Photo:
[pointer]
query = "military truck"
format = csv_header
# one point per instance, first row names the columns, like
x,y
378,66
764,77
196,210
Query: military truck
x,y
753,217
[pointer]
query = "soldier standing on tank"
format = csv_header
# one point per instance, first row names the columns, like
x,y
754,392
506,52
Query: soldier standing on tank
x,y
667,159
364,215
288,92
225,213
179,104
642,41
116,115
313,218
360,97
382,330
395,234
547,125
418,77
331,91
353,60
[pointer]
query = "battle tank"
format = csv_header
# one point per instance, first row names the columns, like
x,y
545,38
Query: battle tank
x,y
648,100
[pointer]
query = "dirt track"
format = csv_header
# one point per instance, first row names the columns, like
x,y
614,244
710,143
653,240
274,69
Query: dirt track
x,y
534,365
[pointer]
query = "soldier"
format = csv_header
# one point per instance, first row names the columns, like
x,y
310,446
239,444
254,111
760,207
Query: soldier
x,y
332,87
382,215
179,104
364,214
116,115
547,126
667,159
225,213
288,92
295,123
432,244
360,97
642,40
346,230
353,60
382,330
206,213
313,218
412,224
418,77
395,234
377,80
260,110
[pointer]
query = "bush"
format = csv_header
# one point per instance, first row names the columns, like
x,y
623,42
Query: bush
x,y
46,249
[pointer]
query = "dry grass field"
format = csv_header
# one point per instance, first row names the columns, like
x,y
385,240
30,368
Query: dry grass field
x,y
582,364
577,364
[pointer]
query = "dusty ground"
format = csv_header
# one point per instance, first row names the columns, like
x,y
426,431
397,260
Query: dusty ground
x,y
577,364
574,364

• **Exercise aim**
Transcribe all records exactly as written.

• **Problem solution**
Photo:
[pointer]
query = "military truck"
format = csv_header
# one point per instance, first row names the columns, like
x,y
378,66
764,77
196,210
Query: military truck
x,y
753,217
[pointer]
query = "soldier standing on tank"
format = csv_header
# one point per instance, first row names the columns, like
x,y
754,392
506,52
Query: soldier standing on tank
x,y
667,159
364,215
288,92
225,213
179,104
642,41
116,115
313,218
360,97
382,330
395,234
547,125
418,77
331,91
353,60
[pointer]
query = "battle tank"
format = csv_header
# one point per instance, first row names the columns, like
x,y
545,38
Query: battle tank
x,y
648,100
[pointer]
query = "dirt track"
format = csv_header
# one point per instance, first row names the columns, like
x,y
614,244
710,143
653,240
274,69
Query: dirt track
x,y
534,365
[pointer]
query = "soldier"
format = csv_header
# one point per instance, first row names the columns, like
x,y
310,446
239,444
254,111
760,207
Query: soldier
x,y
332,87
382,215
179,104
364,214
116,115
547,126
667,159
225,213
288,92
295,123
432,244
360,97
642,40
346,230
353,60
382,330
206,213
313,218
412,224
418,77
395,234
377,80
260,110
[pointer]
query = "bush"
format = csv_header
# one point per instance, first row names the columns, like
x,y
623,42
Query: bush
x,y
46,249
[pointer]
query = "dry grass field"
format = csv_header
# one point per instance, first row names the columns, like
x,y
385,240
30,368
Query: dry grass field
x,y
582,364
577,364
[pointer]
query = "dusty ground"
format = csv_header
# one point per instance, first row names the columns, like
x,y
426,431
397,260
Query: dusty ground
x,y
577,364
574,364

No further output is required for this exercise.